TASKS FOR THIS EXERCISE
(1) How would you render this sentence from the subgroup homework post in Spanish: "However i have tried to make use of such a fact in one or another way."
(2) Answer these questions about the subgroup homework post:
(a) Which element of G does property (ii) require to be in H?
(b) In the attempt for (i), what form are h and h' written in?
(c) According to the attempt, why does hh' belong to H?
(3) What are all the properties of H that the subgroup homework post asks to be shown?

Abstract Algebra Homework: Proving H is a Subgroup of G

[sutupidmath]

Homework Statement

Let a be in a group G, and let

$$H=\{ a^n: n\in Z\}$$. Show the following:

(i) if h and h' are in H, so is hh'.

(ii) The identity e of G is in H.

(iii) if h is in H, so is $$h^{-1}$$.

The Attempt at a Solution

Here is what i tried. First of all i am not sure that what i have done is correct, second i am not sure how a bein an element of G helps here. However i have tried to make use of such a fact in one or another way. Let's see:


(i) Let h and h' be in H, then both of them are of the form : $$h=a^{n_1} ; \ \ \ h'=a^{n_2}$$ where $$n_1,n_2\in Z$$ .

Now, since: $$a\in G=> a^{n_1},a^{n_2}\in G$$

Then :

$$hh'=a^{n_1}a^{a_2}=a^{n_1+n_2}\in H$$, since $$n_1+n_2\in Z$$. ( Note: This is also where i am not sure wheter i am properly making use of the fact that a is in G, because if a wouldn't be in G, then we would not be sure that we can have $$a^{n_1}$$ or $$a^{n_2}$$ right? or?

DATASET ROWS
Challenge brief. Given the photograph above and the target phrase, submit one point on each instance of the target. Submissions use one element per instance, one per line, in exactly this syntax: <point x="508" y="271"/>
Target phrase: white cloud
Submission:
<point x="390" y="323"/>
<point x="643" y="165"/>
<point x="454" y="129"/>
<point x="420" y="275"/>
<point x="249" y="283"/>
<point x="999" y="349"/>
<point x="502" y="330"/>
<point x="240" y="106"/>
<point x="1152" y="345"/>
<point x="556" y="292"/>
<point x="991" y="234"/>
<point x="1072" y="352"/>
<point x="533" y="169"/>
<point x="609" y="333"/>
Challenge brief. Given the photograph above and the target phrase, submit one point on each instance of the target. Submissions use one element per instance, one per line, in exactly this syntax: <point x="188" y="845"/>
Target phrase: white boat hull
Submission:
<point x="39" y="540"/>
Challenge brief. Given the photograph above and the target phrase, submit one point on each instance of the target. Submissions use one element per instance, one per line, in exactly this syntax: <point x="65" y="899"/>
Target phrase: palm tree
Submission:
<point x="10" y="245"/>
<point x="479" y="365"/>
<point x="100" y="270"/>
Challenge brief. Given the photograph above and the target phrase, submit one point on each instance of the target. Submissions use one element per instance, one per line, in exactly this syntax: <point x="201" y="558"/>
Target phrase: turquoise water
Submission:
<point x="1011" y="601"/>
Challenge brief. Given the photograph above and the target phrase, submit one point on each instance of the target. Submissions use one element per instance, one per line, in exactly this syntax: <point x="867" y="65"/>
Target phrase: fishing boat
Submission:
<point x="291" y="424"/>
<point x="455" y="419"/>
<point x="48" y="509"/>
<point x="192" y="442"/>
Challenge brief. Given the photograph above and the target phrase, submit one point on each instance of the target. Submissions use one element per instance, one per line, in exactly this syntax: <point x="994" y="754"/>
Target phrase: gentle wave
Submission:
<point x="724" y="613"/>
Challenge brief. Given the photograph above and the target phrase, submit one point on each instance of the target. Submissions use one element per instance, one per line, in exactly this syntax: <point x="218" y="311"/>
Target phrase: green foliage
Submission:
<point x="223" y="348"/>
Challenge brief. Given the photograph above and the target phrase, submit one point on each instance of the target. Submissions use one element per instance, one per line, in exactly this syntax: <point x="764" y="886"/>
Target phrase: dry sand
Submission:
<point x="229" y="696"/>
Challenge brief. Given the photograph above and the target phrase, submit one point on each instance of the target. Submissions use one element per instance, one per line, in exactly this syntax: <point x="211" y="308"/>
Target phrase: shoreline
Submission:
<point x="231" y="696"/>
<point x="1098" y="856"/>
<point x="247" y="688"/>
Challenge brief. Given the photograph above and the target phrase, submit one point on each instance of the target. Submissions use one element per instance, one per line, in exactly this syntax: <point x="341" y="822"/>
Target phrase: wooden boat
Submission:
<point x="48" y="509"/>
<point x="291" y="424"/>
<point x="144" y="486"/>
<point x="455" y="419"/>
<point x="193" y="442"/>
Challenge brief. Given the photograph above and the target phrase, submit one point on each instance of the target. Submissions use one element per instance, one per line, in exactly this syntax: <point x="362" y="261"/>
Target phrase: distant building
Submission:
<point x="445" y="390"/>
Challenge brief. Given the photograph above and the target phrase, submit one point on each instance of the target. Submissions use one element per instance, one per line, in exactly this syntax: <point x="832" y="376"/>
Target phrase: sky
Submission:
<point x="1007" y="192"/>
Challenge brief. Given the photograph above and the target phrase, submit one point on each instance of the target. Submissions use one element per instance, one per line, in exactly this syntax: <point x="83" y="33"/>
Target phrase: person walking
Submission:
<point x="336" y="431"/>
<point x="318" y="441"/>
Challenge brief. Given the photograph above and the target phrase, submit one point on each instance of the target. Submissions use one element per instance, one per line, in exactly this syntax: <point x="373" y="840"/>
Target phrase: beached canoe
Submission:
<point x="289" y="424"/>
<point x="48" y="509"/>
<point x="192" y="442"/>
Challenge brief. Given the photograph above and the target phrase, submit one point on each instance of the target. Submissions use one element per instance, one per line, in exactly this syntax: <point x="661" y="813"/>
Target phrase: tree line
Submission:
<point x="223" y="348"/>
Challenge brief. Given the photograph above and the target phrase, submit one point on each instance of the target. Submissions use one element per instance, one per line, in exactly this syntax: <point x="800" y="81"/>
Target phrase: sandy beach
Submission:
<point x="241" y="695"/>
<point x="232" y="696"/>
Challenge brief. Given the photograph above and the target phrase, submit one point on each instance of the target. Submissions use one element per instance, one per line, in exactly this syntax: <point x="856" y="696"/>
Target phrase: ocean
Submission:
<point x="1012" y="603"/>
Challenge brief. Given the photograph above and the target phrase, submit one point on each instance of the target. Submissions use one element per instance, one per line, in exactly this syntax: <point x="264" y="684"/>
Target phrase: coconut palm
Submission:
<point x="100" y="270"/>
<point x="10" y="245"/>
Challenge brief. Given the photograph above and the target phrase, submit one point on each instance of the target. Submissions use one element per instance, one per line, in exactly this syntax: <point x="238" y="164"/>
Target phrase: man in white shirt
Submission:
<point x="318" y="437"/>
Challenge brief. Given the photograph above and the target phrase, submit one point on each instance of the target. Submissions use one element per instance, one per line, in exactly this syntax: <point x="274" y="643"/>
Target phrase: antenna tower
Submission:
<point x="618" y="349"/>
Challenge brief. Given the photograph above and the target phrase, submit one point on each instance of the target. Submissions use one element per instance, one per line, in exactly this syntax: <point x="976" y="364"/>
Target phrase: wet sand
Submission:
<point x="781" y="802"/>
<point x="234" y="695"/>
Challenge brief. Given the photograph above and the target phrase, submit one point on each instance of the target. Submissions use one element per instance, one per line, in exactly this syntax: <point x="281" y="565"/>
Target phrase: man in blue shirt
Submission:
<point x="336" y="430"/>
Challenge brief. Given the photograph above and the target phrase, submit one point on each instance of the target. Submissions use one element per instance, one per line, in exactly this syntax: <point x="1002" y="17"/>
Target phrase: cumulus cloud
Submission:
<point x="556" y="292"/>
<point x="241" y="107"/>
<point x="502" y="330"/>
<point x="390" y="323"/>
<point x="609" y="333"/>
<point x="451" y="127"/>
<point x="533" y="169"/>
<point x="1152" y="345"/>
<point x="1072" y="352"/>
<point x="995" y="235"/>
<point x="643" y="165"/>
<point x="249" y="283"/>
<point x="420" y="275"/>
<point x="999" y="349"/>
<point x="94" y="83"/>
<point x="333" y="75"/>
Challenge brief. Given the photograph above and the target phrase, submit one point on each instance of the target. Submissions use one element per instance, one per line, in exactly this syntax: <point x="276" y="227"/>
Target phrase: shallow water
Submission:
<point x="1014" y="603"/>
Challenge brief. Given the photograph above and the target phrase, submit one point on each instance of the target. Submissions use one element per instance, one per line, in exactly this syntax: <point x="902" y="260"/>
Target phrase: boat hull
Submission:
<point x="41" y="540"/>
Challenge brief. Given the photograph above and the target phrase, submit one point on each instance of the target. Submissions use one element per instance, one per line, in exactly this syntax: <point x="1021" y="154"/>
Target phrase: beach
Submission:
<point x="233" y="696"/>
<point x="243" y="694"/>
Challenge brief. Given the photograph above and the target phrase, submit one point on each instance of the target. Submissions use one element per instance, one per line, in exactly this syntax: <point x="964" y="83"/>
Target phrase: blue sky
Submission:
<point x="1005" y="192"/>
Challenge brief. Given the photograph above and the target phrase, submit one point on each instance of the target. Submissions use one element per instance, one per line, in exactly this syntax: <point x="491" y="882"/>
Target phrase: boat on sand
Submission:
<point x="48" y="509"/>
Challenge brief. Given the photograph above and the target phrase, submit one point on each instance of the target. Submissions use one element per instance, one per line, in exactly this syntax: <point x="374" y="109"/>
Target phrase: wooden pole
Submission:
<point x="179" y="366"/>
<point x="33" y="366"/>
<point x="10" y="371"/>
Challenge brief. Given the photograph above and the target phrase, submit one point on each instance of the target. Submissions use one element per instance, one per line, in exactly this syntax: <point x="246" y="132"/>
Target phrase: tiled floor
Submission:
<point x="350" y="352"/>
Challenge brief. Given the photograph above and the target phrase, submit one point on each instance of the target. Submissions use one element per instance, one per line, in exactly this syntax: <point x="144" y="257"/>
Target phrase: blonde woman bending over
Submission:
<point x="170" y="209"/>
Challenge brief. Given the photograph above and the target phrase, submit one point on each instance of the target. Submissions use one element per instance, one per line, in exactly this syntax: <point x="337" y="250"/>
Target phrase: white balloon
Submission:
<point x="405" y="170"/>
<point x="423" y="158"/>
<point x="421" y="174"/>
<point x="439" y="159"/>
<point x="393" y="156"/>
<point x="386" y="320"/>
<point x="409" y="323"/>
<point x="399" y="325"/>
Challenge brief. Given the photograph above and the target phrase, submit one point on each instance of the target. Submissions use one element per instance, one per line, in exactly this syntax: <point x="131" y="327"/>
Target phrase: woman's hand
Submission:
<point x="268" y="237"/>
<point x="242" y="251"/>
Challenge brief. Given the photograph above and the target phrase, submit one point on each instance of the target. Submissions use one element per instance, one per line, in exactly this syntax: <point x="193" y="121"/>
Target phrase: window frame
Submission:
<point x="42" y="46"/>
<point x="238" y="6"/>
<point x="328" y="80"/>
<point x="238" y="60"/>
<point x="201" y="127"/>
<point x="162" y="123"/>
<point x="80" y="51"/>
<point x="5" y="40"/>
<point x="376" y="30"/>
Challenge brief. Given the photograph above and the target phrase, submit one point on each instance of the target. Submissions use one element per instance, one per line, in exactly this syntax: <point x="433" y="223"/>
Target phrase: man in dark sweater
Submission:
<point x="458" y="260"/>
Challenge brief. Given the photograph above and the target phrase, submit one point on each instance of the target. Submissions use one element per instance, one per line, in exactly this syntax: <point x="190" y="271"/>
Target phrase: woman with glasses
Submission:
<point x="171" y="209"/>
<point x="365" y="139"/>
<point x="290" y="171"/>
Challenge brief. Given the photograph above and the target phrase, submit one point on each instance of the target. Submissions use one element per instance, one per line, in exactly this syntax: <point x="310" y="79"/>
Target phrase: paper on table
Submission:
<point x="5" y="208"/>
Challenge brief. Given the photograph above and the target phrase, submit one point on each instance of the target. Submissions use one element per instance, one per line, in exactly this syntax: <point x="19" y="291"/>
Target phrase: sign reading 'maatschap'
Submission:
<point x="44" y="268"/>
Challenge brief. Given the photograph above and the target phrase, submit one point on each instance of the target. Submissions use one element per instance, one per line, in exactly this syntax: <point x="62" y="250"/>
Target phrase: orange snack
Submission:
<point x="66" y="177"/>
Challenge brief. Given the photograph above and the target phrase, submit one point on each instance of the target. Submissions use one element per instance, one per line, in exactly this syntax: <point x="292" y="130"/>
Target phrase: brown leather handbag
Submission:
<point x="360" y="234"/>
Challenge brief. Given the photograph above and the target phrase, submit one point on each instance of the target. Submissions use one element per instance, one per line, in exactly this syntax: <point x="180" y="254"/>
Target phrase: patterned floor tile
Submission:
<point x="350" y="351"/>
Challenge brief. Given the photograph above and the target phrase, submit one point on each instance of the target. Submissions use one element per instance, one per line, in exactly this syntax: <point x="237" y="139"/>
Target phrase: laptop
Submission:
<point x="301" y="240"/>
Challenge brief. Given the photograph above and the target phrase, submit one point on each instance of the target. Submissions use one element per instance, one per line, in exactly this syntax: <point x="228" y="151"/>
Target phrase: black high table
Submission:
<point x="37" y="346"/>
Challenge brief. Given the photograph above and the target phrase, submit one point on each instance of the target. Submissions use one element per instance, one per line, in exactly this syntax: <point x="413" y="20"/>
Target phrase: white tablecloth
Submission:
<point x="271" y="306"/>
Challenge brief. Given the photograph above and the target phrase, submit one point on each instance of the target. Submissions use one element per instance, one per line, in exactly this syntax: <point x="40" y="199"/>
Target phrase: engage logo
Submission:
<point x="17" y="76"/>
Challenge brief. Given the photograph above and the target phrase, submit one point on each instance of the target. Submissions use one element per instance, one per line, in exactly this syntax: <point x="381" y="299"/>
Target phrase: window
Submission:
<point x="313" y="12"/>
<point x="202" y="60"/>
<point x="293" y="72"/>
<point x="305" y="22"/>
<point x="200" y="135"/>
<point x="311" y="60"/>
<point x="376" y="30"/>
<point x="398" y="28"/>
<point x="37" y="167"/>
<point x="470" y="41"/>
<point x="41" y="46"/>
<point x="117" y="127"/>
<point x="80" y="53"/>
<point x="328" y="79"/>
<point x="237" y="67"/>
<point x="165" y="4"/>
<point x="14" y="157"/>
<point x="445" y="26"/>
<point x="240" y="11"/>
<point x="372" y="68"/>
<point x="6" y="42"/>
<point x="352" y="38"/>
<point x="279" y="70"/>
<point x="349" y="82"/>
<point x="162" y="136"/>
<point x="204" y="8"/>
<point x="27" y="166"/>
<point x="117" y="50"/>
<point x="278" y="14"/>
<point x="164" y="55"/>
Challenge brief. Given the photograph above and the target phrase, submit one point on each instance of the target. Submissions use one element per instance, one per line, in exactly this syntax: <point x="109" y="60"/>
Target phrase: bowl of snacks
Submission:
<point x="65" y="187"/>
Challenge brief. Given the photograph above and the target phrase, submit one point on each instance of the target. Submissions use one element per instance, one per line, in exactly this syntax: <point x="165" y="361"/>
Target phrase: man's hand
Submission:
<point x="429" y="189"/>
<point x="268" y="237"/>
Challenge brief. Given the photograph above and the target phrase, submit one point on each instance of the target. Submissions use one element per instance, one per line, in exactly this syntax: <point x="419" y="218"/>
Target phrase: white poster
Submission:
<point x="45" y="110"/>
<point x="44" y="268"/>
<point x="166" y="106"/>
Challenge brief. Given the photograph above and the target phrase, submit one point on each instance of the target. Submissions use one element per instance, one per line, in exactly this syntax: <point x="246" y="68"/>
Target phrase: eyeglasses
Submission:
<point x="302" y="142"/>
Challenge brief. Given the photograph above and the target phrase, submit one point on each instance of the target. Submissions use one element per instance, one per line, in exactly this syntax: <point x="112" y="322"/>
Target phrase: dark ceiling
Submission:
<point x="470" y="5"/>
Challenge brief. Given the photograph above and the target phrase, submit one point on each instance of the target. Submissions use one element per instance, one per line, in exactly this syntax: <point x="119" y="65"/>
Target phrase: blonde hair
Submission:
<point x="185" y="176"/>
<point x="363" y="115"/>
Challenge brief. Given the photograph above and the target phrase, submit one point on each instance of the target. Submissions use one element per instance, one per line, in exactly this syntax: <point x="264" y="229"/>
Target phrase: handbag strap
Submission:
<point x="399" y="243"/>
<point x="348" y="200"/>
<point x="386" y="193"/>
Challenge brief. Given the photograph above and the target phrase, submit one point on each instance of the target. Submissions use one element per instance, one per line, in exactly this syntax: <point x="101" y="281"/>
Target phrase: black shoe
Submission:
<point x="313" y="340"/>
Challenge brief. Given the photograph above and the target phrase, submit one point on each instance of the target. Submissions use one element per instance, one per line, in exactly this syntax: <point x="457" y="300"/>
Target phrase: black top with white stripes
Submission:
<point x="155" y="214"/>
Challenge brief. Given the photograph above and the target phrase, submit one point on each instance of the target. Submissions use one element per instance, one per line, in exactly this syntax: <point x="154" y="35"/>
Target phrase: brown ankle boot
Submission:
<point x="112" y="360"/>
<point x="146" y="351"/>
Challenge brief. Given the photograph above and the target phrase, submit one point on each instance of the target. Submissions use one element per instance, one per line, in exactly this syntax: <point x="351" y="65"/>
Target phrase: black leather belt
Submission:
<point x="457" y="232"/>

ANSWERS FOR THE EXERCISE
(1) Sin embargo, he intentado aprovechar ese hecho de una u otra manera.

(2)
(a) The identity e of G.
(b) h = a^{n_1} and h' = a^{n_2}, where n_1 and n_2 are integers.
(c) Because hh' = a^{n_1+n_2} and n_1 + n_2 is an integer.

(3)
- If h and h' are in H, so is hh'.
- The identity e of G is in H.
- If h is in H, so is h^{-1}.